──────── Supplied information ────────
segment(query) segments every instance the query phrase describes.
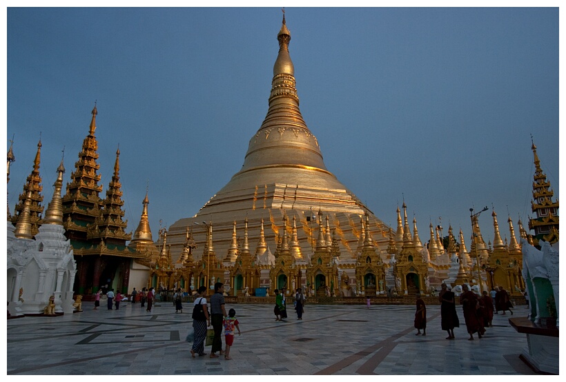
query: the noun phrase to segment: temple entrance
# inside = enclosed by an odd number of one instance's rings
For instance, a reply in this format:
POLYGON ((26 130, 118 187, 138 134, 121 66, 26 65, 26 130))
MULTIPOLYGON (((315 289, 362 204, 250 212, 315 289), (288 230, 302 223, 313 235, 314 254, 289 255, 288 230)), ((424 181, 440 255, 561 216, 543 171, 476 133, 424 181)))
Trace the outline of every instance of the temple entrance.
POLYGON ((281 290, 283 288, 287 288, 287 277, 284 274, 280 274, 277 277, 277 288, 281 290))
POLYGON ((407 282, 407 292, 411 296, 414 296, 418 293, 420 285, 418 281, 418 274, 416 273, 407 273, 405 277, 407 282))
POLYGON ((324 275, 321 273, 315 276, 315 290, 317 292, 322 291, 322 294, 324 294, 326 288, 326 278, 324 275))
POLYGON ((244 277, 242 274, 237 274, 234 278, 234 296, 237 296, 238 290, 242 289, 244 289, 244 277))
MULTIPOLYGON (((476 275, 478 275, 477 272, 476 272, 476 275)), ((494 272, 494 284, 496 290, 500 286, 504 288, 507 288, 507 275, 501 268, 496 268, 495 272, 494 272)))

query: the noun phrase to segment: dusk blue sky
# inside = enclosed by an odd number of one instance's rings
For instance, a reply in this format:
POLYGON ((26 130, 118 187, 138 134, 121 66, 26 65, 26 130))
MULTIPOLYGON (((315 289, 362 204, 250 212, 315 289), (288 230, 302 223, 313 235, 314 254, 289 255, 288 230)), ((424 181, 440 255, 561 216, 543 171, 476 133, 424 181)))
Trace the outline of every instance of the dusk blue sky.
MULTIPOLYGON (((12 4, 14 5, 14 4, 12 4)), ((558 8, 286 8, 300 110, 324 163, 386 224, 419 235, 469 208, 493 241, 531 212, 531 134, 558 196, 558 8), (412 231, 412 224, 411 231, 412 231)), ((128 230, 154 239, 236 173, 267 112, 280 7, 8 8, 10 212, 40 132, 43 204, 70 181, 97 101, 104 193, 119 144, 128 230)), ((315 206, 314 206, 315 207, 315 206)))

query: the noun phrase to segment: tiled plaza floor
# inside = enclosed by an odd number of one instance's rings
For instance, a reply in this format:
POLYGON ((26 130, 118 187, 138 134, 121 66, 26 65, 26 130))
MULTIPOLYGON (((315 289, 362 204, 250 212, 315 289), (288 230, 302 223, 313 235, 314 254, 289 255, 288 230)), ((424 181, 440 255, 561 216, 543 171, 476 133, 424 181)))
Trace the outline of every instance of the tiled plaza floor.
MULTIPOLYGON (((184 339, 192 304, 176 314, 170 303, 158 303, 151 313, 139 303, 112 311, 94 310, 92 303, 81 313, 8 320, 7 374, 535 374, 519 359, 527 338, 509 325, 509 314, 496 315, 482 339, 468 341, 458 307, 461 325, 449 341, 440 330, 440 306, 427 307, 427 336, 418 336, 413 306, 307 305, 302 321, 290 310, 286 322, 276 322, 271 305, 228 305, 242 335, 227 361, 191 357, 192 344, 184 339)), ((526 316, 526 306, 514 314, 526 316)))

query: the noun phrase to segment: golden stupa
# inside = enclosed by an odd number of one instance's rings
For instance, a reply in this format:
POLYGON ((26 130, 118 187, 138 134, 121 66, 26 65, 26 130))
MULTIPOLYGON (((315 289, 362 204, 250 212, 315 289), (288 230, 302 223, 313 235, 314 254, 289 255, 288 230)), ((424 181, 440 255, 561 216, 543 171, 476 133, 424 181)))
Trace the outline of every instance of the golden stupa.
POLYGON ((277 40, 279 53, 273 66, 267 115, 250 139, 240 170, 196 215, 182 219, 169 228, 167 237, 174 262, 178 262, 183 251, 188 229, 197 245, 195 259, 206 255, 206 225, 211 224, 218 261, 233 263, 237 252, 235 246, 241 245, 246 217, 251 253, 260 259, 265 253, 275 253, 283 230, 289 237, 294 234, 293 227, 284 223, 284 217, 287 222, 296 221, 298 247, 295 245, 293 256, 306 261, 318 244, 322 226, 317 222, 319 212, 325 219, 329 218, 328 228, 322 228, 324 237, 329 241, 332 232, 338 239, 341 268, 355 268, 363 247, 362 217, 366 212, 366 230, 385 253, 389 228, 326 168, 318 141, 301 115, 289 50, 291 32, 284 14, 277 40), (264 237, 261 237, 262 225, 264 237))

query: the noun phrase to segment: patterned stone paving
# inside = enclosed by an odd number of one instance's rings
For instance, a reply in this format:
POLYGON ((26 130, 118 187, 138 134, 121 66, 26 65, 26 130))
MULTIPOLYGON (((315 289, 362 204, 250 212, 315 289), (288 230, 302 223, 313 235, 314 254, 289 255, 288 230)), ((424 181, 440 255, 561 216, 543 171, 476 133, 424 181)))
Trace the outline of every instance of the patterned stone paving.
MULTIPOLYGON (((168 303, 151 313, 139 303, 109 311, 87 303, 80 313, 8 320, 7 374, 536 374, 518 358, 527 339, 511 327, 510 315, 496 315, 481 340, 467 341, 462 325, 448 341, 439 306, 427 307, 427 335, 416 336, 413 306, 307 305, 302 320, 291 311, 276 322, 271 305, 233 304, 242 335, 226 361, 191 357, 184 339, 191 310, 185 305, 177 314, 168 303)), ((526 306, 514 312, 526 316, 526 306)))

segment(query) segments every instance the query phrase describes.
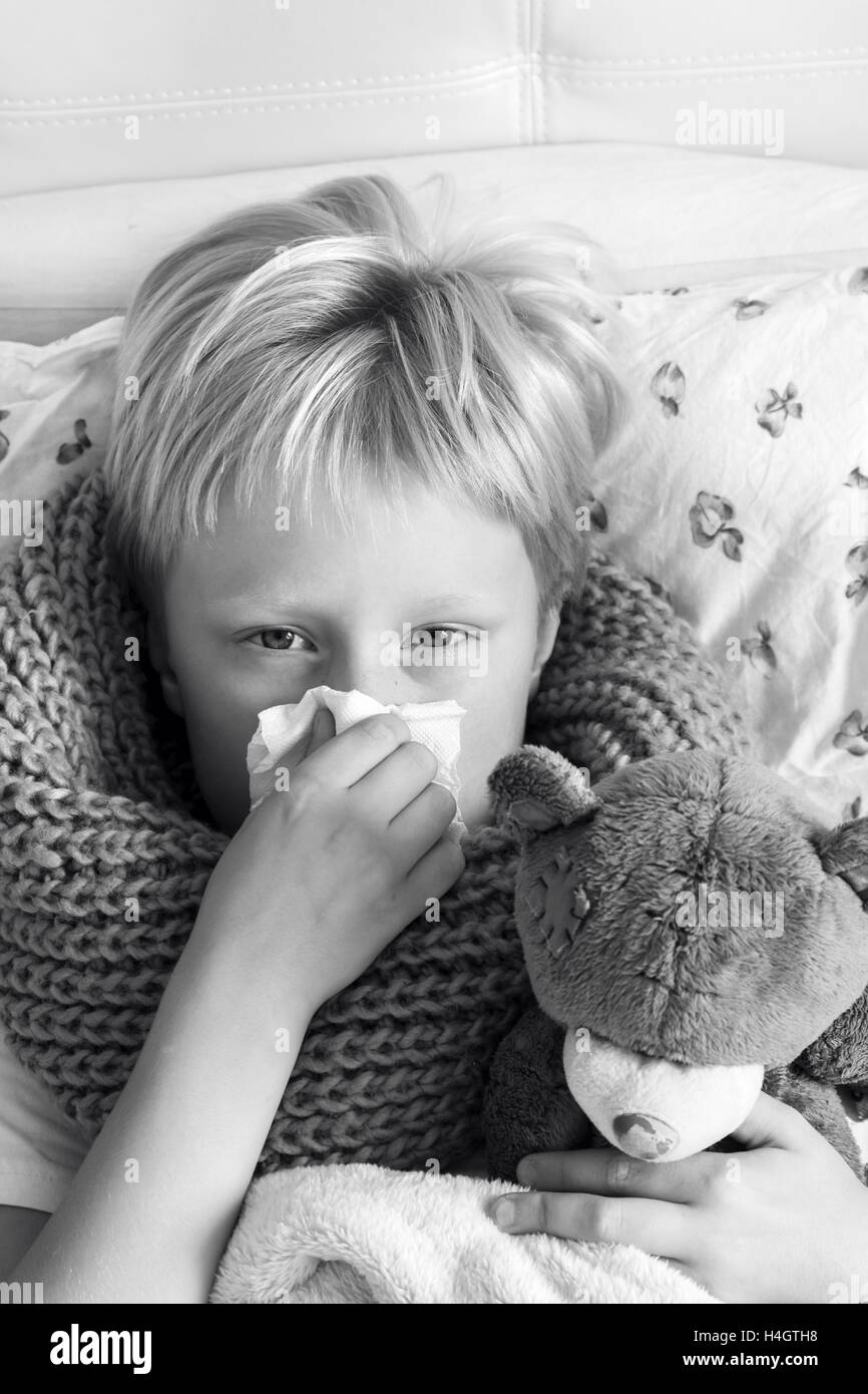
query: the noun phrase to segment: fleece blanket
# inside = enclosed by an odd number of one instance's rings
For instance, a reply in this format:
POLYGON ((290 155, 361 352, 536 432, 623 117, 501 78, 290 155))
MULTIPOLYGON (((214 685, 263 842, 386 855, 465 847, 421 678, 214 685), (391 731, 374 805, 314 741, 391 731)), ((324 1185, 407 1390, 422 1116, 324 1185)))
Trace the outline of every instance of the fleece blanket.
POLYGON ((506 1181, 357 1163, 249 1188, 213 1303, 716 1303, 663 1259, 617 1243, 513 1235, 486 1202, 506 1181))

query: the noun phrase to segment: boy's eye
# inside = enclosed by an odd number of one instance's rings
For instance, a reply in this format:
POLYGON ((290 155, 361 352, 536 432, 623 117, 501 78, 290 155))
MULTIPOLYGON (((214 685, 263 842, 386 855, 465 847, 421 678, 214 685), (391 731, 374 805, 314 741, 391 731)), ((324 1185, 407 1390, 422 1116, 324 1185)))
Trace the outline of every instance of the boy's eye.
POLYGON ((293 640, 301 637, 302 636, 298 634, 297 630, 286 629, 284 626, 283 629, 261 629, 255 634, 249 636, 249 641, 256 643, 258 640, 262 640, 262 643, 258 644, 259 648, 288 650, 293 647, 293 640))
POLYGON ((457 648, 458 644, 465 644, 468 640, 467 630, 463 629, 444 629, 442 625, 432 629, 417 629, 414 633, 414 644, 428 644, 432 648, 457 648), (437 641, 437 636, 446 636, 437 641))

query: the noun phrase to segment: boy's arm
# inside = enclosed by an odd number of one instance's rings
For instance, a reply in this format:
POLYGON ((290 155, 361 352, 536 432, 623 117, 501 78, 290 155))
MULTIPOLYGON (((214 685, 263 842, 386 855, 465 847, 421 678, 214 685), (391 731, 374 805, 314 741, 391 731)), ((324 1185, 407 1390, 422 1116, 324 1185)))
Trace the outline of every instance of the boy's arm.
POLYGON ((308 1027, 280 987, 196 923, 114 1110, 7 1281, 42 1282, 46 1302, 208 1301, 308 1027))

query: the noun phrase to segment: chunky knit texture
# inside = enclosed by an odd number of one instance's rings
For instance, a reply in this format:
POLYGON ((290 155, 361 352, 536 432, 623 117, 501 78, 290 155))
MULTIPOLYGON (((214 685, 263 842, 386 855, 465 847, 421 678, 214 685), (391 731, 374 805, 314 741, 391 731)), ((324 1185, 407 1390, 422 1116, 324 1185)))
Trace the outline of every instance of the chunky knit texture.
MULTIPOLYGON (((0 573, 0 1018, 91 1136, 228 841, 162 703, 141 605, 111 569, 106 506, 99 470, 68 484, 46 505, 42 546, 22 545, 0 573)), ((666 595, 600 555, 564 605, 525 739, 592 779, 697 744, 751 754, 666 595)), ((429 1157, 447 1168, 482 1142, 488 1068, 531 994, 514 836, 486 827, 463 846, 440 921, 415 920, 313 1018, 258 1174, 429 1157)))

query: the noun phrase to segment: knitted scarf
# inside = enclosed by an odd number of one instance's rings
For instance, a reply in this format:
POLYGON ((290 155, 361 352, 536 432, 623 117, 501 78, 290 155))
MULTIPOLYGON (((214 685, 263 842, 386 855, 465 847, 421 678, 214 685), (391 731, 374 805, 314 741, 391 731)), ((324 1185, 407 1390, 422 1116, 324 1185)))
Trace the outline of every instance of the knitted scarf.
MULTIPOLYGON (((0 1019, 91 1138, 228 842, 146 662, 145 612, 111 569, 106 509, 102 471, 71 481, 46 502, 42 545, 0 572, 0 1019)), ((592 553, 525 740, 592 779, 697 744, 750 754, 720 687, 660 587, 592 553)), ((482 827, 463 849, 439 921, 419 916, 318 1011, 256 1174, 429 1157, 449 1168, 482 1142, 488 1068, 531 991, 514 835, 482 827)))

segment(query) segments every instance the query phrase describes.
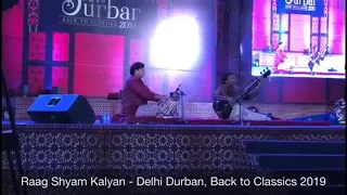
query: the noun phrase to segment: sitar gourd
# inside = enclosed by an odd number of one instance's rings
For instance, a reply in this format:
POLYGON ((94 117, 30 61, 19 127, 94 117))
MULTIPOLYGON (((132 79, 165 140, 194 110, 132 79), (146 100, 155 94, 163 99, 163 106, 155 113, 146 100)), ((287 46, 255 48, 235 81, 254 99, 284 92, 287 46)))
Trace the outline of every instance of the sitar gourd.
────────
**What you need to do**.
Render everything from the start of the listing down to and including the line that contains "POLYGON ((407 282, 407" as a Markdown table with the columns Number and Record line, one row per line, with blank lines and pictures left out.

**Result of the task**.
| Number | Record line |
|---|---|
| 1 | segment(query) segments every instance the query phrase describes. |
| 2 | query: the noun phrase to segment: temple entrance |
| 3 | # inside = enclosed by an odd number of one instance's rings |
| 4 | For instance, a reply in this format: |
| 5 | POLYGON ((26 130, 118 187, 138 134, 121 66, 26 65, 26 130)) |
| 6 | MULTIPOLYGON (((315 289, 362 204, 250 212, 315 289), (288 230, 302 223, 313 235, 314 254, 289 255, 288 230)), ((424 181, 440 255, 561 216, 543 171, 476 133, 424 181))) |
| 7 | Trace the outline of every instance of the temple entrance. |
| 8 | POLYGON ((281 290, 283 288, 287 288, 287 277, 284 274, 280 274, 277 277, 277 288, 281 290)) |
| 9 | POLYGON ((407 282, 407 292, 411 296, 414 296, 418 293, 420 285, 418 281, 418 274, 416 273, 407 273, 405 277, 407 282)) |